PROBLEM DESCRIPTION
Apart from the images, every record here needs to be copied exactly.

[[ DATASET ENTRIES, beginning ]]

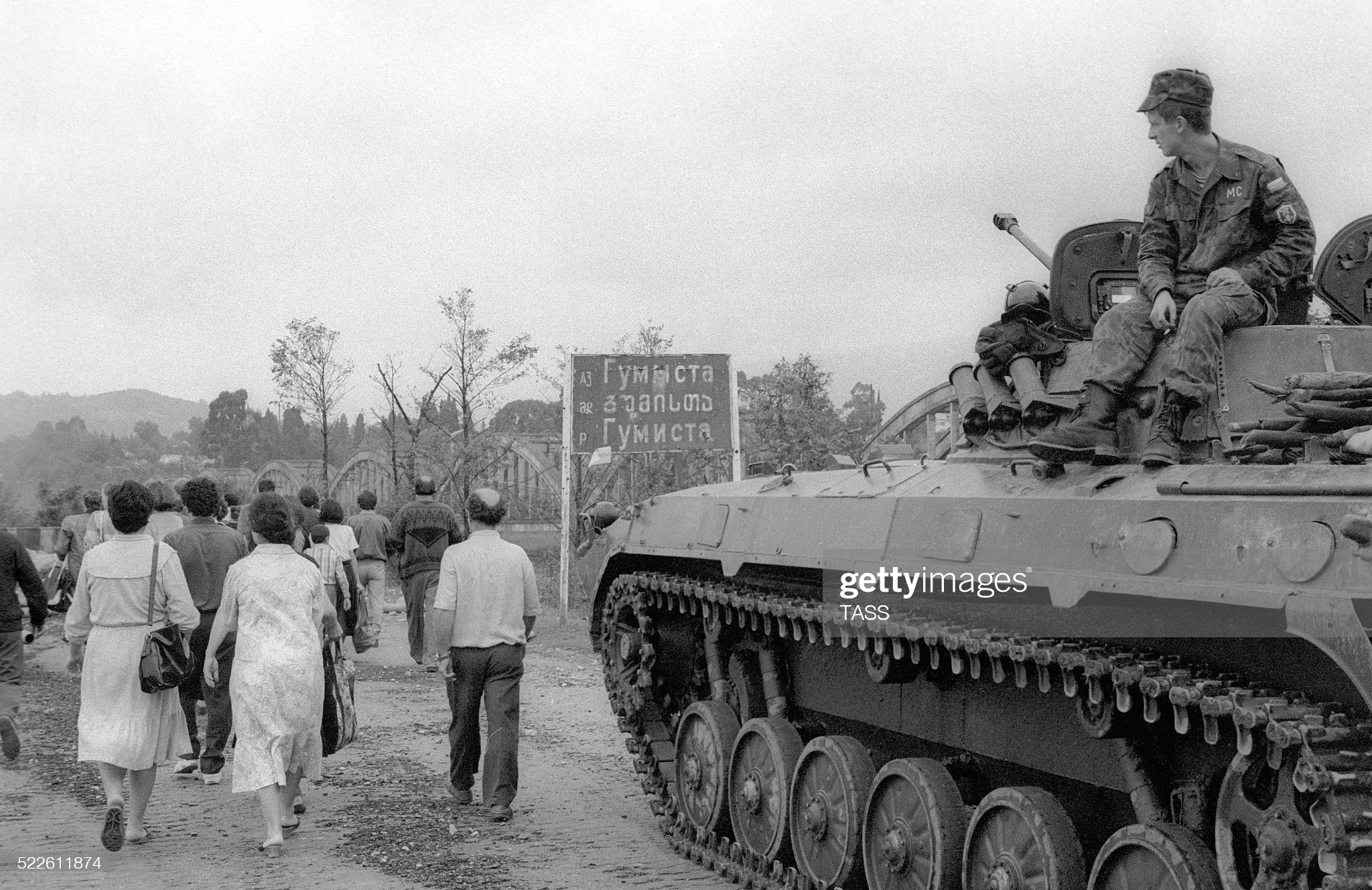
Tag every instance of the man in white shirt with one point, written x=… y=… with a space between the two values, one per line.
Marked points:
x=484 y=610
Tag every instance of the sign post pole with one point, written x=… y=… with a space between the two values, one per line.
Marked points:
x=563 y=562
x=733 y=418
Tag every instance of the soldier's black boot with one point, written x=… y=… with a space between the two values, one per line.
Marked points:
x=1091 y=426
x=1164 y=448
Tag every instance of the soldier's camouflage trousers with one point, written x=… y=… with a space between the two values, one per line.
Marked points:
x=1125 y=338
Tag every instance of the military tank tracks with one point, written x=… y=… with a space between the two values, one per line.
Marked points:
x=1296 y=802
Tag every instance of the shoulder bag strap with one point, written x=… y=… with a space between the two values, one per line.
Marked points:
x=153 y=578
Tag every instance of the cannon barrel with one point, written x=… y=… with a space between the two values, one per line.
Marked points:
x=1008 y=223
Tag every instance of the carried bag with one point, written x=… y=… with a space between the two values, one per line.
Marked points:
x=166 y=653
x=339 y=724
x=362 y=633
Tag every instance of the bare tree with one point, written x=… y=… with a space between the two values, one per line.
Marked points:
x=411 y=411
x=648 y=340
x=479 y=371
x=307 y=374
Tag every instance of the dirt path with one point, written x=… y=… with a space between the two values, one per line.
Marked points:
x=381 y=819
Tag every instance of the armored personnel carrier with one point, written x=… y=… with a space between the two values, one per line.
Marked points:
x=975 y=671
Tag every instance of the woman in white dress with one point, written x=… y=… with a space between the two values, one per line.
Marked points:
x=123 y=728
x=275 y=600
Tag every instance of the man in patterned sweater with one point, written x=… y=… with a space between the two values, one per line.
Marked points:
x=421 y=531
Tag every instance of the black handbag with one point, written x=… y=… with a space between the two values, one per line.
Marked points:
x=338 y=730
x=166 y=653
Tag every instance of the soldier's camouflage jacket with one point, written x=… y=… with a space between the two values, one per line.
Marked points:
x=1250 y=218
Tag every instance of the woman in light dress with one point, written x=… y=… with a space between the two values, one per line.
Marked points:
x=275 y=599
x=123 y=728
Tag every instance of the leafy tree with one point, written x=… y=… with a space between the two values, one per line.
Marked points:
x=862 y=416
x=295 y=436
x=56 y=505
x=342 y=437
x=309 y=374
x=228 y=433
x=789 y=414
x=265 y=434
x=10 y=513
x=149 y=441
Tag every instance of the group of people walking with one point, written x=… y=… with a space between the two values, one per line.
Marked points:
x=259 y=596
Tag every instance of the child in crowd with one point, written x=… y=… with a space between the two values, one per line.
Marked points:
x=331 y=566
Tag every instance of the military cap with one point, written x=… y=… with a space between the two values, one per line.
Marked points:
x=1186 y=86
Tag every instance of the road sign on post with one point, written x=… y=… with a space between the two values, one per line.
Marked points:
x=652 y=403
x=642 y=404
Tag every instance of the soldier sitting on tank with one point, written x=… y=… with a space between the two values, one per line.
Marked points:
x=1224 y=230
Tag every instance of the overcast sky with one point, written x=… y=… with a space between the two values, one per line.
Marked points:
x=764 y=179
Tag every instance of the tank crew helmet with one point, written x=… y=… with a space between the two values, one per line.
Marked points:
x=1184 y=86
x=1028 y=298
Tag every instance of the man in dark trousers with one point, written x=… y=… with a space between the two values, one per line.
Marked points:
x=15 y=570
x=483 y=613
x=421 y=531
x=206 y=550
x=1224 y=231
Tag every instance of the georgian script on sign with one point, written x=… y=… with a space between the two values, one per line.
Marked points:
x=650 y=403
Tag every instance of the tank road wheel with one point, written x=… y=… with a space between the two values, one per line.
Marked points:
x=627 y=651
x=827 y=796
x=1160 y=857
x=704 y=739
x=1263 y=834
x=759 y=783
x=1021 y=840
x=914 y=827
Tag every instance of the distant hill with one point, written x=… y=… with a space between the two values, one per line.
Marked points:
x=109 y=412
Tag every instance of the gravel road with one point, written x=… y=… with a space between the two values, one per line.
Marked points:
x=381 y=819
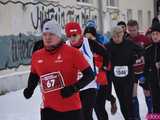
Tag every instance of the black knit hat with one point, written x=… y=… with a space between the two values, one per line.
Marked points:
x=155 y=27
x=91 y=30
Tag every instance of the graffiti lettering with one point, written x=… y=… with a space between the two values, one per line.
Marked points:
x=61 y=15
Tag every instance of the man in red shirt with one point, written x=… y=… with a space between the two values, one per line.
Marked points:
x=56 y=67
x=138 y=67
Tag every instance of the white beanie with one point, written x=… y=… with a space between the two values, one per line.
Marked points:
x=53 y=27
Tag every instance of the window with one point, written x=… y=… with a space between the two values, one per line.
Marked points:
x=85 y=1
x=113 y=3
x=129 y=14
x=149 y=18
x=140 y=18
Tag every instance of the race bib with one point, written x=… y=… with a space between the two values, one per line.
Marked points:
x=121 y=71
x=52 y=82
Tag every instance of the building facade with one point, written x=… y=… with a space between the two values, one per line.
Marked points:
x=21 y=19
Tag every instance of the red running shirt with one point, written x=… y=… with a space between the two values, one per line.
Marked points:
x=56 y=70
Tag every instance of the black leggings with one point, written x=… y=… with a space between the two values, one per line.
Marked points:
x=88 y=99
x=100 y=103
x=50 y=114
x=124 y=90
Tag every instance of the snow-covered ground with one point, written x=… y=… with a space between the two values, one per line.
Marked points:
x=13 y=106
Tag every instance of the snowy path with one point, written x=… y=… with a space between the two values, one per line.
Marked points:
x=13 y=106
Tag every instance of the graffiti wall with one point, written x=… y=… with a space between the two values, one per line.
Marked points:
x=21 y=24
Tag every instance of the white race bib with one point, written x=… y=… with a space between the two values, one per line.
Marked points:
x=121 y=71
x=52 y=82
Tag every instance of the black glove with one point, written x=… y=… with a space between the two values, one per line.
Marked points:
x=27 y=93
x=68 y=91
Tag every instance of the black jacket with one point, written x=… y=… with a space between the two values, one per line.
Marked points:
x=152 y=56
x=123 y=54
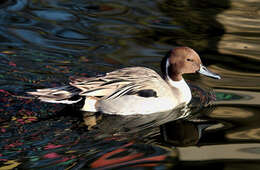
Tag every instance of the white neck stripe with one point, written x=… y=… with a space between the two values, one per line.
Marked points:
x=167 y=75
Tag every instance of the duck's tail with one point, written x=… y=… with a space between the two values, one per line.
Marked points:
x=64 y=94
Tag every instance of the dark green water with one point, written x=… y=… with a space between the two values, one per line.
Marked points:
x=44 y=42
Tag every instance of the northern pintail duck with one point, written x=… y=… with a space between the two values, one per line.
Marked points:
x=133 y=90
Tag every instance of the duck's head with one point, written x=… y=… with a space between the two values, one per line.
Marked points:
x=183 y=60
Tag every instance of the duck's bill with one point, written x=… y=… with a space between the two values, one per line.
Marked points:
x=203 y=70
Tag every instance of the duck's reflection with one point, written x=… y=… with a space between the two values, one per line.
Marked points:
x=184 y=132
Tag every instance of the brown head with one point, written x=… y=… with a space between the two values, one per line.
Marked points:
x=182 y=60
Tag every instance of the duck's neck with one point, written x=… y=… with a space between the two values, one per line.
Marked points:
x=182 y=87
x=176 y=82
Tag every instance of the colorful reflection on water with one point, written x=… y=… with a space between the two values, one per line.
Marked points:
x=43 y=43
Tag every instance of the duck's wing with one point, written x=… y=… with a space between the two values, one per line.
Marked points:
x=130 y=80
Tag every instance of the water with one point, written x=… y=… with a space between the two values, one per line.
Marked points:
x=43 y=43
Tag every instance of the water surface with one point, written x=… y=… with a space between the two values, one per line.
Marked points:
x=43 y=43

[[ DATASET ENTRIES, end ]]

COMPLETED TASK
Tag every instance of the man in white shirt with one point, written x=… y=… with a space between the two values, one per line.
Marked points:
x=484 y=610
Tag every instance of the sign post pole with one point, written x=… y=… with a space between the two values, one per line.
Marked points:
x=563 y=562
x=733 y=418
Tag every instance of the soldier's black boot with one point, written x=… y=… with a space between the two values, one per line.
Marked points:
x=1091 y=426
x=1164 y=448
Tag every instance of the soldier's camouflage trousers with one point, written x=… y=… with a space between the two values, one per line.
Marked points:
x=1125 y=338
Tag every instance of the military tank tracks with one point, written x=… y=… with a space between the two values, one per line.
Marked points:
x=1296 y=802
Tag every instance of the shoulder bag strap with one point, written x=… y=… with a space between the two values, one per line.
Marked points:
x=153 y=578
Tag every instance of the cannon barrel with one point, written x=… y=… with a space between the two values, one per line.
Marked points:
x=1008 y=223
Tag every instance of the carried bag with one point, written x=… y=… with a space between the two values, one per line.
Marked points:
x=166 y=653
x=339 y=724
x=362 y=633
Tag every instance of the bare tree with one point, written x=… y=… with a space between the two values, one per line.
Marked points:
x=411 y=411
x=648 y=340
x=479 y=371
x=307 y=374
Tag every instance of the dirt path with one point, written x=… y=… with a space between the two values, one per line.
Marked points:
x=381 y=819
Tag every instance of the armored personnel carrier with one point, written x=… y=… with a space between the two values, one per line.
Marked points:
x=975 y=671
Tag every instance of the woman in white dress with one point, written x=… y=… with a space between the two values, one per line.
Marked points:
x=123 y=728
x=275 y=600
Tag every instance of the man in patterned sweater with one point, written x=… y=… with a space between the two values, one per line.
Marked points:
x=421 y=531
Tag every instance of the black handbag with one point, written x=… y=… with a space between the two values, one per line.
Marked points:
x=338 y=730
x=166 y=653
Tag every instance of the soldier's camouflage jacket with one point, written x=… y=… with a space between the two values, one per line.
Marked points:
x=1250 y=218
Tag every instance of the woman in light dress with one point, written x=… y=… with a space between the two values, one per line.
Marked points:
x=275 y=599
x=123 y=728
Tag every instance of the leafy tree with one point, written x=… y=… with a space between the two values, one per line.
Marked points:
x=862 y=416
x=295 y=436
x=56 y=505
x=342 y=437
x=309 y=374
x=228 y=433
x=789 y=414
x=265 y=434
x=10 y=513
x=149 y=441
Tag every instance of the group of people walking with one point, written x=… y=… with a space between the two values, one per line.
Marked points:
x=259 y=596
Tag every instance of the child in crowd with one point, written x=… y=… with a space between the two values, one per line.
Marked points:
x=331 y=566
Tag every instance of the military cap with one point, written x=… y=… with a space between the two values, one per line.
Marked points:
x=1186 y=86
Tag every instance of the road sign on post with one point, written x=… y=… with a space between the two values, one per line.
Marked points:
x=652 y=403
x=642 y=404
Tag every instance of the soldier sitting on tank with one point, written x=… y=… with a space between the two values, one per line.
Marked points:
x=1224 y=230
Tag every instance of the overcast sky with one point, written x=… y=… with a space between the two values, one per line.
Marked points:
x=764 y=179
Tag every instance of the tank crew helmet with one point, written x=… y=… with a space between the two values, one per line.
Marked points:
x=1184 y=86
x=1028 y=298
Tag every instance of the man in dark trousers with one point, written x=… y=… with a space between the two values, one per line.
Marked points:
x=15 y=570
x=483 y=613
x=421 y=531
x=206 y=550
x=1224 y=231
Tag every instance of the georgian script on sign with one point, written x=… y=… with a space between the two values, one per line.
Marked points:
x=650 y=403
Tag every instance of the tank road wheel with one point, written x=… y=… with a space between the two values, one per line.
Marked points:
x=627 y=651
x=827 y=796
x=1160 y=857
x=704 y=739
x=1263 y=834
x=759 y=783
x=1021 y=840
x=914 y=827
Tag every instance of the distant hill with one point, written x=… y=… with a space between the two values, one per line.
Marked points:
x=109 y=412
Tag every instance of the gravel road with one point, written x=… y=… with a space between the two values, one per line.
Marked points:
x=381 y=819
Tag every instance of the black knit hat with one point, written x=… y=… with a space between the two values, one per line.
Marked points:
x=155 y=27
x=91 y=30
Tag every instance of the graffiti lettering with one point, written x=… y=… with a space between the two values, one per line.
Marked points:
x=61 y=15
Tag every instance of the man in red shirt with one point, written x=… y=… with a space between the two values, one per line.
Marked points:
x=56 y=67
x=138 y=67
Tag every instance of the white beanie with one point, written x=… y=… with a space between the two values, one per line.
Marked points:
x=53 y=27
Tag every instance of the window with one point, written x=… y=… with a space between the two values, one per line.
Marked points:
x=85 y=1
x=113 y=3
x=129 y=14
x=149 y=18
x=140 y=18
Tag every instance of the race bib with one point, written x=… y=… with a space between the two values, one per line.
Marked points:
x=121 y=71
x=52 y=82
Tag every instance of the building facade with one point, written x=… y=… with a space between the two values, one per line.
Marked points:
x=21 y=19
Tag every instance of the red running shirt with one point, written x=… y=… with a space between the two values, one per line.
Marked points:
x=56 y=70
Tag every instance of the black leggings with one point, written x=… y=… with a space between the two values, one per line.
Marked points:
x=88 y=99
x=100 y=103
x=50 y=114
x=124 y=90
Tag every instance of the snow-covered ground with one point, written x=… y=… with a space between the two values, one per line.
Marked points:
x=13 y=106
Tag every instance of the snowy path with one point, written x=… y=… with a space between the two values, one per line.
Marked points:
x=13 y=106
Tag every instance of the graffiti wall with one point, written x=… y=… with a space between the two values, one per line.
Marked points:
x=21 y=24
Tag every instance of the white race bib with one point, written x=… y=… with a space between the two values, one per line.
Marked points:
x=121 y=71
x=52 y=82
Tag every instance of the black glove with one point, written x=… y=… with a space between the two values, one per line.
Marked points:
x=27 y=93
x=68 y=91
Tag every instance of the black jacket with one point, written x=… y=… with a space between the two values, one per line.
Marked points:
x=152 y=56
x=123 y=54
Tag every instance of the white neck stripe with one point, written x=… y=… with a space between the two values, one per line.
Marked points:
x=167 y=75
Tag every instance of the duck's tail with one point, written x=… y=… with a space between the two values, one per line.
Marked points:
x=64 y=94
Tag every instance of the dark green water with one point, written x=… y=… with a space between the two values, one per line.
Marked points:
x=44 y=42
Tag every instance of the northern pintail duck with one point, written x=… y=… with a space between the two values, one per line.
Marked points:
x=133 y=90
Tag every instance of the duck's head with one point, written x=… y=… with a space between the two values, one per line.
Marked points:
x=183 y=60
Tag every instance of the duck's bill with one point, written x=… y=… with a space between the two values, one per line.
Marked points:
x=203 y=70
Tag every instance of the duck's reflection with one point, written x=… y=… with a space between the two values, one per line.
Marked points:
x=184 y=132
Tag every instance of the brown head with one point, written x=… y=… with a space between the two values, one per line.
Marked points:
x=182 y=60
Tag every instance of the duck's neck with one point, written x=… y=… with a space between the two values, one per line.
Marked points:
x=182 y=87
x=176 y=82
Tag every instance of the colorful reflection on water with one point, written x=… y=… with a space between the two values, one per line.
Marked points:
x=43 y=43
Tag every instance of the duck's wing with one point, written x=… y=… with a space between the two values, one per line.
Marked points:
x=130 y=80
Tag every instance of the water with one point, written x=… y=… with a space between the two values, one per line.
Marked points:
x=43 y=43
Tag every instance of the water surface with one point, written x=… y=… with a space between the two values, one per line.
Marked points:
x=43 y=43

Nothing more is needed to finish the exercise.